— Instrucciones de la tarea —
Copia todas las líneas del material siguiente sin alterar ninguna palabra ni signo.
▽
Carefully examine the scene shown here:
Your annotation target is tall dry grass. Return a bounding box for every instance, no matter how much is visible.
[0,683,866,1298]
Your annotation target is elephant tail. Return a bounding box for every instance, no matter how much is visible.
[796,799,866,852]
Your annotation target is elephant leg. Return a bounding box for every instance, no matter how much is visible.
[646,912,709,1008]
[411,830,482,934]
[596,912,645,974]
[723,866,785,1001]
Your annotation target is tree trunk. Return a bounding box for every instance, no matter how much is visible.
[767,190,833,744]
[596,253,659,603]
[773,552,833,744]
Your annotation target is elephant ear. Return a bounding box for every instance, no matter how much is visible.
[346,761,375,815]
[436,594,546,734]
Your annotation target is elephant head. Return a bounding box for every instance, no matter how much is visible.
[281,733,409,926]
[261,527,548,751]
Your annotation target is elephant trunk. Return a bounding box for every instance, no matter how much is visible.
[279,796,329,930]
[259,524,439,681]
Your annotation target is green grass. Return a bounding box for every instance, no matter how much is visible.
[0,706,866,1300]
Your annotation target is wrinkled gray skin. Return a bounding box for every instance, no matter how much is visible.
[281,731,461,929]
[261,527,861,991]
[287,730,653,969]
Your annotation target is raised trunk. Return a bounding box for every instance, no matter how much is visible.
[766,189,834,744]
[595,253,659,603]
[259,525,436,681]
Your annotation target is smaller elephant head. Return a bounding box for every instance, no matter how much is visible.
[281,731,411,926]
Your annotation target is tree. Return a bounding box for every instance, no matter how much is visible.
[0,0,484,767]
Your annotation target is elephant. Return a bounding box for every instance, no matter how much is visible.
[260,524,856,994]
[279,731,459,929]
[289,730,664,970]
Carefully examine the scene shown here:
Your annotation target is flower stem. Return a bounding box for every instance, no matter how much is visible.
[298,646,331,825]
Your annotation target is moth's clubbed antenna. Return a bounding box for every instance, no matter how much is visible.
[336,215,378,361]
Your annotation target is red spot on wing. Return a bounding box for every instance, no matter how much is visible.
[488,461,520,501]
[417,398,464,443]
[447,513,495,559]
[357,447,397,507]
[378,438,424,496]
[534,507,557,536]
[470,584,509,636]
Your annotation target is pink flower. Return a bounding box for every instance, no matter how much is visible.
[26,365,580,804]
△
— Respuesta del ejercicio —
Carefully examine the scene shown here:
Your annotation target is tall dry grass. Return a bounding box for every instance, no matter how much is visible.
[0,683,866,1298]
Your annotation target is elephant tail. Return a bounding box for every instance, no matter how much is visible.
[796,799,866,852]
Your annotation target is elephant leg. Return a bounding box for every instance, no matter how much is visible.
[646,912,709,1008]
[411,830,482,934]
[596,912,645,974]
[723,866,785,1001]
Your annotation target is tree trunk. Return a bounding box for every instance, no matter how much is visible.
[767,190,833,744]
[596,253,659,603]
[773,552,833,744]
Your annotation target is elephant ear. Return a bounding box for every instance, no matter how much is visible.
[346,761,375,815]
[436,594,546,734]
Your annotation target is elephant head. Return a bounding box for every instance, no matter how much is visible.
[281,733,409,926]
[261,527,548,751]
Your annotation target is elephant trunk. Return a bounding box for every instance, no matter how much is visible.
[279,796,329,930]
[259,524,439,681]
Your annotation target is green grass. Return a bounding box for every instance, no matter how much is visible.
[0,706,866,1300]
Your annotation target is wrinkled gray skin. Return a bounding box for every instance, no matter how much is visible.
[281,731,461,929]
[261,527,861,991]
[287,730,653,969]
Your annotation target is raised trunk. Return a bounding box for every instance, no matter how much is visible.
[766,189,834,744]
[595,253,659,603]
[259,525,436,681]
Your annotation target is smaller elephant head. Return a bounding box for every instance, no matter how much is visible.
[281,731,411,926]
Your annotation target is tree. Return a bounding box for every instance, no matter how much is visible.
[0,0,484,767]
Your annotation target is elephant. Return a bounding box for every instance, no matter how much is visible.
[260,524,856,994]
[279,731,459,929]
[289,730,664,970]
Carefully examine the scene shown here:
Your annotation target is flower stem. Return a bounding box for every instance, no matter how much is visible.
[298,646,331,825]
Your annotation target is moth's clubbed antenna. Return a bounding box for every instance, no matter how much is visible.
[336,215,378,361]
Your annotation target is red spot on wing. Return a bounding box for every instance, no matter how much is visible.
[488,461,520,501]
[417,398,464,443]
[447,513,495,559]
[357,447,397,507]
[378,438,424,496]
[534,507,557,536]
[470,584,509,636]
Your annotation target is pink flower. Return a bounding box for every instance, no matter how much is visible.
[26,365,580,804]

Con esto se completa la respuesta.